Saved entries:
————

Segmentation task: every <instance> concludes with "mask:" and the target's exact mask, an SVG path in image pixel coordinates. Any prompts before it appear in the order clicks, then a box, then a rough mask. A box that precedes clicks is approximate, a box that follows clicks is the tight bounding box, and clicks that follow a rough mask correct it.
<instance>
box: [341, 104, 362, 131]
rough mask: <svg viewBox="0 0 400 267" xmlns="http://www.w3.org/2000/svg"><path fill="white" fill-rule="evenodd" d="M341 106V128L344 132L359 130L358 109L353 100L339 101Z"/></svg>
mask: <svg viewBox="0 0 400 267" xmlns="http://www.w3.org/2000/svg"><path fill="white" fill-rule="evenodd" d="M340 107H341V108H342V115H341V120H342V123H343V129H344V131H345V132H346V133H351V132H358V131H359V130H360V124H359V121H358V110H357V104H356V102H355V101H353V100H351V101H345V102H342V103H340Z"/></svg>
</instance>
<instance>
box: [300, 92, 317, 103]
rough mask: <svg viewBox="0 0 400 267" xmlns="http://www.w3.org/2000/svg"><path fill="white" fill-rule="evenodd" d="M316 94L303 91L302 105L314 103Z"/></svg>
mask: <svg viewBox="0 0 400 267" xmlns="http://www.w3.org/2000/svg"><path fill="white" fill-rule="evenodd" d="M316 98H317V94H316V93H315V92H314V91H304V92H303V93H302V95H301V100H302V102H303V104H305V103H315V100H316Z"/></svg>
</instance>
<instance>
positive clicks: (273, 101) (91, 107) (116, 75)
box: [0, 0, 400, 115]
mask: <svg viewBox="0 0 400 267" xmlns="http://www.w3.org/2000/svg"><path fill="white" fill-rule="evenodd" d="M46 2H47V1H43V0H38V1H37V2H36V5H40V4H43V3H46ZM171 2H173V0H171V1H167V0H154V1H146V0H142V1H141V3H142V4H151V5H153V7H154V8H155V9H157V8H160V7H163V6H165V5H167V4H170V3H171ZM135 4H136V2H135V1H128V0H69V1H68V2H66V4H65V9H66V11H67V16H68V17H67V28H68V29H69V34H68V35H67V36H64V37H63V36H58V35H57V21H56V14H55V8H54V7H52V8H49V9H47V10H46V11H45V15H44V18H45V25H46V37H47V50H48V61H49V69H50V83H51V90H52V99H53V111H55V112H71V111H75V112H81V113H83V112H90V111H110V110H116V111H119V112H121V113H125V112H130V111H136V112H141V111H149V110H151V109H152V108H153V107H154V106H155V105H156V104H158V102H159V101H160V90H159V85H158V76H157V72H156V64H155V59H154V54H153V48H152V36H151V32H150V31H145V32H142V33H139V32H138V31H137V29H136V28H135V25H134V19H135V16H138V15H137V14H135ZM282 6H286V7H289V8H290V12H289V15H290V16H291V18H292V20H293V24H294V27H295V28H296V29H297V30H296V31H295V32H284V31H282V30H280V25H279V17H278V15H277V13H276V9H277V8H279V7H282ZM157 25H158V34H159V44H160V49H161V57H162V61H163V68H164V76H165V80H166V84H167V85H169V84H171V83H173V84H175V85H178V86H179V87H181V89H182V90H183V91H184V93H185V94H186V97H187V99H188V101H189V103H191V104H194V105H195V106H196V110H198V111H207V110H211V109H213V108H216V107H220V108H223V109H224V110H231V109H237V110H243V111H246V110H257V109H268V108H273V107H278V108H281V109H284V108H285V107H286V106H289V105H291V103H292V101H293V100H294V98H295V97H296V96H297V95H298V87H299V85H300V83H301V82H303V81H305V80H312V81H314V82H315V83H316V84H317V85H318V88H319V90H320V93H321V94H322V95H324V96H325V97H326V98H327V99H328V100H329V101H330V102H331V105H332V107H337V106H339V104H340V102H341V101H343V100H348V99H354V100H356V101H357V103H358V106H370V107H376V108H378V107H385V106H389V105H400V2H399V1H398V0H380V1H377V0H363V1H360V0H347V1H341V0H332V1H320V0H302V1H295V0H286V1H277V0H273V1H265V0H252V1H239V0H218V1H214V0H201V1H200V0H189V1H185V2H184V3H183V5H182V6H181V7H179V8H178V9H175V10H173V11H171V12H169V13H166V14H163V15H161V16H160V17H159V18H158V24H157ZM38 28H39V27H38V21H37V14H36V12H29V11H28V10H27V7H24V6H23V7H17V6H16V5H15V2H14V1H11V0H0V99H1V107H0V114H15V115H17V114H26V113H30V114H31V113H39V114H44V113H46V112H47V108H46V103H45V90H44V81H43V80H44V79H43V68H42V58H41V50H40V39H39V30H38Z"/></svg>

————

◆ YOUR ASSIGNMENT ◆
Search the data above for the string "clicks". Report every line where it is found.

◆ SOLUTION FOR THIS PROBLEM ◆
Segmentation task: every <instance> concludes with "mask:" and the target's exact mask, an SVG path in image pixel coordinates. Any prompts before it appear in the order clicks, then a box, then a rough mask. A box that precedes clicks is approximate, a box that follows clicks is the tight bounding box, and clicks that follow a rough mask correct it.
positive clicks: (273, 101) (91, 107) (116, 75)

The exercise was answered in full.